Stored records
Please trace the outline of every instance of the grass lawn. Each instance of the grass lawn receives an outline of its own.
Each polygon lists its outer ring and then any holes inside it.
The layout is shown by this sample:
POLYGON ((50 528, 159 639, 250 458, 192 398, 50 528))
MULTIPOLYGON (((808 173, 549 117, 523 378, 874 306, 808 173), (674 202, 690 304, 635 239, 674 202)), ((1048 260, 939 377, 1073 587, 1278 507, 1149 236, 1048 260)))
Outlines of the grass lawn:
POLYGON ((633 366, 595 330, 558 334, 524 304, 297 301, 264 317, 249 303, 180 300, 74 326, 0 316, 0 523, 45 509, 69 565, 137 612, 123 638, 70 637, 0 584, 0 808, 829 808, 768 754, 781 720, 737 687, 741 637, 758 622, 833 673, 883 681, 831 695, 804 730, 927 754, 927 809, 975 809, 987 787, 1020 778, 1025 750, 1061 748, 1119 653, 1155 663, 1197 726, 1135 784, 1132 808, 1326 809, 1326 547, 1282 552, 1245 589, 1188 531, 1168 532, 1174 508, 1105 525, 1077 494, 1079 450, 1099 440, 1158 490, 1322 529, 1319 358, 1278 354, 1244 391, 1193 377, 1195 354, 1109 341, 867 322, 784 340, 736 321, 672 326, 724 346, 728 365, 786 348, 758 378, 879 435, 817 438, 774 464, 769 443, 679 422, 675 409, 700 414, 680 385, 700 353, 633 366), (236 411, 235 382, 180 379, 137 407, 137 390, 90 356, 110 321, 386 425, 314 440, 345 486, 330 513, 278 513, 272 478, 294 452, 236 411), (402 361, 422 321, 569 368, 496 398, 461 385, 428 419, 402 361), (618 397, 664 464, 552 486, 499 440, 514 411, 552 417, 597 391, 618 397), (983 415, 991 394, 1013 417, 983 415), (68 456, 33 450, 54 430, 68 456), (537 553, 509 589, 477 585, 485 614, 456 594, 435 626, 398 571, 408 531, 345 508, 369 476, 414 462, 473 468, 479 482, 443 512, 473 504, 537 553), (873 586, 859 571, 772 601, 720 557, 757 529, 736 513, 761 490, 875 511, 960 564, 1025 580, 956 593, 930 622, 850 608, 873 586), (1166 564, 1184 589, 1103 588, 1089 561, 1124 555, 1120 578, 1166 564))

# [Your goal]
Reproduce the items above, substituting "turf area" for each "grass lawn" and keeping all other text the same.

# [Correct response]
Please trace the outline of every instance of the turf area. Each instance of the turf area receives an outline of its own.
Each polygon lists its outer ring and then any holes inside it.
The layout is shown by this sample:
POLYGON ((50 528, 159 639, 250 458, 192 398, 50 528))
MULTIPOLYGON (((808 173, 549 117, 523 378, 874 306, 808 173), (674 202, 690 304, 635 239, 674 202)), ((1048 260, 939 377, 1073 587, 1278 507, 1149 236, 1048 260)))
Outlines of the turf area:
POLYGON ((633 366, 595 330, 558 334, 524 304, 297 301, 264 317, 249 303, 180 300, 74 326, 0 316, 0 523, 45 509, 69 565, 137 612, 123 638, 70 637, 0 584, 0 808, 829 808, 768 754, 781 720, 737 687, 741 637, 758 622, 833 673, 883 681, 831 695, 804 730, 927 754, 927 809, 975 809, 987 787, 1020 778, 1025 750, 1061 748, 1119 653, 1155 663, 1197 726, 1135 784, 1132 808, 1326 809, 1326 547, 1282 552, 1245 589, 1188 531, 1168 532, 1174 508, 1105 525, 1077 494, 1079 450, 1099 440, 1158 490, 1322 529, 1319 358, 1278 354, 1244 391, 1193 377, 1195 354, 1109 341, 867 322, 784 340, 736 321, 672 326, 724 346, 728 365, 786 348, 758 378, 879 435, 817 438, 774 464, 769 443, 679 422, 675 409, 700 414, 680 385, 700 353, 633 366), (236 411, 235 382, 180 379, 137 407, 137 390, 90 356, 110 321, 386 425, 314 440, 345 486, 330 513, 278 513, 272 478, 294 452, 236 411), (402 361, 422 321, 569 368, 496 398, 461 385, 428 419, 402 361), (618 397, 664 464, 552 486, 499 440, 514 411, 552 417, 597 391, 618 397), (983 415, 991 394, 1013 417, 983 415), (68 456, 33 450, 54 430, 68 456), (537 553, 509 589, 477 585, 485 614, 456 594, 435 626, 398 571, 408 531, 345 508, 369 476, 414 462, 473 468, 479 482, 443 512, 473 504, 537 553), (873 586, 859 571, 772 601, 720 557, 757 529, 736 513, 761 490, 875 511, 960 564, 1025 580, 956 593, 930 622, 850 608, 873 586), (1166 564, 1184 589, 1103 588, 1089 561, 1124 555, 1120 578, 1166 564))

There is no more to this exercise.